Цель задания A –
Соберите из перечня все строки, где встречается слово «siding». Регистр букв имеет значение.

Фрагмент документа –
....

Несомненно, но только я представляю воскресение плоти менее живописно, чем Ориген: он полагал, что люди воскреснут в форме сферы… и ничего не сказал о размерах сферы. Не знаю, будут ли они все одинаковые. Для меня очевидно: Ориген играл словами — то, что сфера будет совершенной формы, не означает, что ее будет приятней созерцать, чем колонну либо конную статую Коллеони[59] или Гаттамелаты[60]. Сфера совершенна с иной точки зрения: все точки на ее поверхности равно удалены от центра; но эстетически она не совершенней других форм. Если бы какой- либо скульптор решил создавать только сферы, шары, вряд ли бы он добился успеха у зрителей. Подобное случилось и с кубистами: теория, что любую форму можно свести к кубу, весьма и весьма странна. Не понимаю, почему они выбрали именно куб, а не пирамиду, допустим, или конус, или цилиндр. Надо бы изучить теорию кубизма, если таковая существует; впрочем, мы все равно вряд ли сможем что-либо понять, особенно если захотим понять, почему предпочтение было отдано именно кубу.
Нет, тот, кто потерпел неудачу, так это сам святой Фома
Сама идея: объяснить текст Фомы Аквинского — была обречена на неудачу.
Ну что же, будем надеяться, что он менее…
Что он менее туманный, менее загадочный, чем текст Фомы Аквинского.
Да, да.

....

Перечень строк –
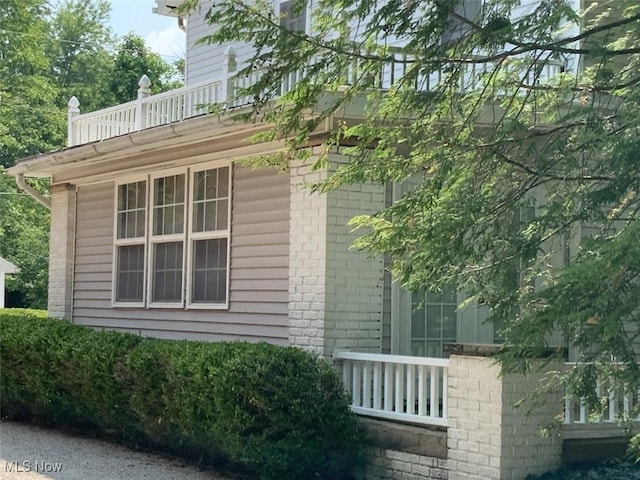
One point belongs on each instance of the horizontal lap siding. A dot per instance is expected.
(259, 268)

....

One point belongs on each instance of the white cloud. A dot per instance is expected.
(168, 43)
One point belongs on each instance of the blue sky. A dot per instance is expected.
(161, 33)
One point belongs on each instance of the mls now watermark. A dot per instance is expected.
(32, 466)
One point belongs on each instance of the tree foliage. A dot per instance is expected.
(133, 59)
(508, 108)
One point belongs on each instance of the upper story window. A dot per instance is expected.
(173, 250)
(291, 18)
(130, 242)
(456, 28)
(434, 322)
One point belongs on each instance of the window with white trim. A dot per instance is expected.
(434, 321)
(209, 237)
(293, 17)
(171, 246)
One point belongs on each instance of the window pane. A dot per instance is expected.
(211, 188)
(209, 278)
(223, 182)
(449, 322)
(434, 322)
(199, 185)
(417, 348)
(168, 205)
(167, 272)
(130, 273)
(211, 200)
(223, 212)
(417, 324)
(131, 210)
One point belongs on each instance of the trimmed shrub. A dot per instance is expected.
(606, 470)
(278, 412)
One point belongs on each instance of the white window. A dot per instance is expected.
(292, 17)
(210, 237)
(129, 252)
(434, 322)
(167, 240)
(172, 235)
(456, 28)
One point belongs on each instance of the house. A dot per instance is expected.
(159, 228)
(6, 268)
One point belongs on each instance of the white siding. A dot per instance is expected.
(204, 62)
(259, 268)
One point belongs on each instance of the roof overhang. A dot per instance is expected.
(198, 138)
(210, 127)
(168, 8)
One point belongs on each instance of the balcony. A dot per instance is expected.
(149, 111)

....

Цель задания B –
Допишите продолжение приведенного выше разговора об Оригене, кубизме и Фоме Аквинском, начав сразу после реплики «Да, да.».

Письменный ответ A –
One point belongs on each instance of the horizontal lap siding. A dot per instance is expected.
One point belongs on each instance of the white siding. A dot per instance is expected.

Письменный ответ B –
Мне кажется, ангелов столь много, что их и не представить; когда тебе говорят о двух ангелах, ты способен в них поверить, но если тебе говорят о тысячах ангелов — их невозможно вообразить. Чем цифра больше, тем она неопределеннее.
Что же, посмотрим.
Не думаю, что легко вкушать хлеб, когда в руках у тебя восемь веточек мирта; подобную сцену весьма трудно представить себе, не правда ли?
(Смеется.)
Надеюсь, что ни один художник не попытался изобразить подобную сцену; отнюдь нелегко нарисовать такого праведника в Эдеме. Веселящегося, вкушающего хлеб, который только упомянут, и не более того. Он сотворен ex nihflo, из ничего.
Что касается фрагмента, который вы мне только что прочитали, — я не знаю, чему отдать предпочтение, какую манеру мыслить следует выбрать. Фрагмент вроде бы и мифический, да не совсем, не правда ли? Словно бы человек пытается вообразить себе что-либо и не может, терпит поражение. Поэтому он и использует большие числа.
Но поражение потерпели вовсе не мы, а богословы.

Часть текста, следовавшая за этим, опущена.